- _Do this_
Convert the material below into a numbered list, starting with the line that contains "Point on each instance of the dry" and going on through the line that contains "Target: dry grass patch". Leave out any blank lines.

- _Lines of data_

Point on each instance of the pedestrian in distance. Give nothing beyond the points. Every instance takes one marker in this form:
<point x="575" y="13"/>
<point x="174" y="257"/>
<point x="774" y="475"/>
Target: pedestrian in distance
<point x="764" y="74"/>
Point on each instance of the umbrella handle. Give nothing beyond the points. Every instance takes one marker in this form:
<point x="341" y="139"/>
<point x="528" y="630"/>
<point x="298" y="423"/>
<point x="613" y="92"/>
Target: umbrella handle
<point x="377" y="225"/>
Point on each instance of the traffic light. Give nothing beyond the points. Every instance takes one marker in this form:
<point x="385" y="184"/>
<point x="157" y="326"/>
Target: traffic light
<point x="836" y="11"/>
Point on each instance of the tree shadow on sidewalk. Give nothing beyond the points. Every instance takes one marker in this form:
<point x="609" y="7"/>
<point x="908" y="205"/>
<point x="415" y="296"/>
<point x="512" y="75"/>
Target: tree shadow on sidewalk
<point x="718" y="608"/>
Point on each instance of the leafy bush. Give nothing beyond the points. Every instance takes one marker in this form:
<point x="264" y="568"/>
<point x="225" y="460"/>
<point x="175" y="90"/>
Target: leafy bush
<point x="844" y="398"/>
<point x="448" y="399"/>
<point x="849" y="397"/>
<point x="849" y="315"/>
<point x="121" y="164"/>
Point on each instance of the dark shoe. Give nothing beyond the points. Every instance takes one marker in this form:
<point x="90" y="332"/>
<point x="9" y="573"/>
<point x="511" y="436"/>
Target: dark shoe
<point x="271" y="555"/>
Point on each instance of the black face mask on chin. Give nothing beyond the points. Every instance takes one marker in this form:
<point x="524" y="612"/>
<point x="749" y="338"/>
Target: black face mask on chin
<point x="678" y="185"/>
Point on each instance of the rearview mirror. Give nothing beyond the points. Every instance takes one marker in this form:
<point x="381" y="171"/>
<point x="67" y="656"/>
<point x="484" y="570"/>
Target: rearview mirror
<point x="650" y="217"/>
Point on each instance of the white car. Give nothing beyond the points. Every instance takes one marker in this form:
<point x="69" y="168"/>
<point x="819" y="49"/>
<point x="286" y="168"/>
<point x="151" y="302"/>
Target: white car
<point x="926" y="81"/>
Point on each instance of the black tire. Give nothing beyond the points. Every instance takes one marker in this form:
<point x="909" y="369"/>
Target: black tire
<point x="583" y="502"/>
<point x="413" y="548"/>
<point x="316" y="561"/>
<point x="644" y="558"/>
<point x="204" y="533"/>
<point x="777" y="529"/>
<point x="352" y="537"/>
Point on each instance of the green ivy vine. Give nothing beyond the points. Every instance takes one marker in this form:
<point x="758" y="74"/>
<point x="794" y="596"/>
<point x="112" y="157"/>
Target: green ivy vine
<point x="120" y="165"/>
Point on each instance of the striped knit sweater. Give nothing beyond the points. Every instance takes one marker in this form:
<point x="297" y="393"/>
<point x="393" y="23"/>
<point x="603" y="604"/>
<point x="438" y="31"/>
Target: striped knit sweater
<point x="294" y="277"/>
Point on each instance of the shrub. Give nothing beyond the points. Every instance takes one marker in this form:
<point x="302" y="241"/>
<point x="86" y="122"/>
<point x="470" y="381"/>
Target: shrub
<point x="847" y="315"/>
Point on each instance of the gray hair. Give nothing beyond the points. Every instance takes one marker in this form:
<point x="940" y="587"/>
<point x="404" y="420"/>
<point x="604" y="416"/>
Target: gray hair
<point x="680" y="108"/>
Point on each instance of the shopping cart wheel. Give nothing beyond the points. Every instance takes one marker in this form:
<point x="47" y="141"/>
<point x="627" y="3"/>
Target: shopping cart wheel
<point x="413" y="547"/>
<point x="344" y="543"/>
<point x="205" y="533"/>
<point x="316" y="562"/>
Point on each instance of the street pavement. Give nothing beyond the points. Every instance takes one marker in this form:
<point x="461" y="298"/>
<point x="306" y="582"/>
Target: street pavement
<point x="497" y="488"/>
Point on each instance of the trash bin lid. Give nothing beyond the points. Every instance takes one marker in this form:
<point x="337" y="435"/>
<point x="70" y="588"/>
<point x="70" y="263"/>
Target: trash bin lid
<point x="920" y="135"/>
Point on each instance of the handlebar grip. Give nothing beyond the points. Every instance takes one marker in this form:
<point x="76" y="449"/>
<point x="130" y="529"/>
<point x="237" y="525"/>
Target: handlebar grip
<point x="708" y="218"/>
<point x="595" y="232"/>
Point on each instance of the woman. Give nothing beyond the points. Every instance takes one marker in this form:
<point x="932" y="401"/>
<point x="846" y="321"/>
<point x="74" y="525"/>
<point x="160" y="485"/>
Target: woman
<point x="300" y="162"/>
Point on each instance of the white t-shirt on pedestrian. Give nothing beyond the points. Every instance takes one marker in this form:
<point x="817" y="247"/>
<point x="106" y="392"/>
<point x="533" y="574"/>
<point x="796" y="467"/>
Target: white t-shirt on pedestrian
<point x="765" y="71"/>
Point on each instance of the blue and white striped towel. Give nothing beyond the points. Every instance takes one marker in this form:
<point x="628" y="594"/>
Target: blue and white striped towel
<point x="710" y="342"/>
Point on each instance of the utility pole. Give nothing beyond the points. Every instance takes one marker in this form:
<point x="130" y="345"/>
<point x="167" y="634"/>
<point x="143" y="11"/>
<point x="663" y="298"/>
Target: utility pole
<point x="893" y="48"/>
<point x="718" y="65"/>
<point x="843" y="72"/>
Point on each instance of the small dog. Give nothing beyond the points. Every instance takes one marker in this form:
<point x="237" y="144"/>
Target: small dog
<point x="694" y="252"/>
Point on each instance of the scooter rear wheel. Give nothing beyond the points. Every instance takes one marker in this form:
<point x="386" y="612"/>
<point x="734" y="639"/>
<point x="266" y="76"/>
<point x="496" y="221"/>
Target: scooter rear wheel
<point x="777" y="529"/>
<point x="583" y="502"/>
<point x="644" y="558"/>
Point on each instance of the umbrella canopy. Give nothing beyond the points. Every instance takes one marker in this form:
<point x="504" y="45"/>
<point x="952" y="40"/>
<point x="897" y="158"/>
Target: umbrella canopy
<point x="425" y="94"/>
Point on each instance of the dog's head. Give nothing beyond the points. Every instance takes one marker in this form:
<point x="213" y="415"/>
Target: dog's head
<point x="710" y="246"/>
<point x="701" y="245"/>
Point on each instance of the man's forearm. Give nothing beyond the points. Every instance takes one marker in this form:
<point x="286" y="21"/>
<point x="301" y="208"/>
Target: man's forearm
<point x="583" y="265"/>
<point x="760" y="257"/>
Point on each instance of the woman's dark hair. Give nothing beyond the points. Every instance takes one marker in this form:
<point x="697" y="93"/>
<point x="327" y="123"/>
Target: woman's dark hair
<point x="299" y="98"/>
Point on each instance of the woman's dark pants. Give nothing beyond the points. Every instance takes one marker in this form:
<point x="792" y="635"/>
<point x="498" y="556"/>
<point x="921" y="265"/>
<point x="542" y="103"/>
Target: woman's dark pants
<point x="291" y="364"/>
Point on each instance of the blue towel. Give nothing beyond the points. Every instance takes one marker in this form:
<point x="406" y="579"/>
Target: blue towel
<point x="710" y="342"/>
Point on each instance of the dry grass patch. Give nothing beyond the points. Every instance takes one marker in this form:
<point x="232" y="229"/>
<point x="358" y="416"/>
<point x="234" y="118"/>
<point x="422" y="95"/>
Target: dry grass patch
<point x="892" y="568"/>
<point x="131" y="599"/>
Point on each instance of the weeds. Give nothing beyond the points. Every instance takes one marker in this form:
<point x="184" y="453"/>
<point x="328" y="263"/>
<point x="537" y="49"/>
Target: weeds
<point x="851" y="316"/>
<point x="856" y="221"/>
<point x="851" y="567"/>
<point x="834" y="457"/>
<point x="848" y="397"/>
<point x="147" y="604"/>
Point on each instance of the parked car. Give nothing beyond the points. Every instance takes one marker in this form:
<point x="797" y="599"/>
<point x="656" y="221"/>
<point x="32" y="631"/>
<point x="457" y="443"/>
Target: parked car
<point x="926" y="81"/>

- _The response_
1. Point on each instance of the dry grass patch. Give nothing beyond the points. Every instance takes one marker in this form:
2. <point x="232" y="229"/>
3. <point x="358" y="416"/>
4. <point x="234" y="118"/>
5. <point x="422" y="95"/>
6. Target: dry grass patch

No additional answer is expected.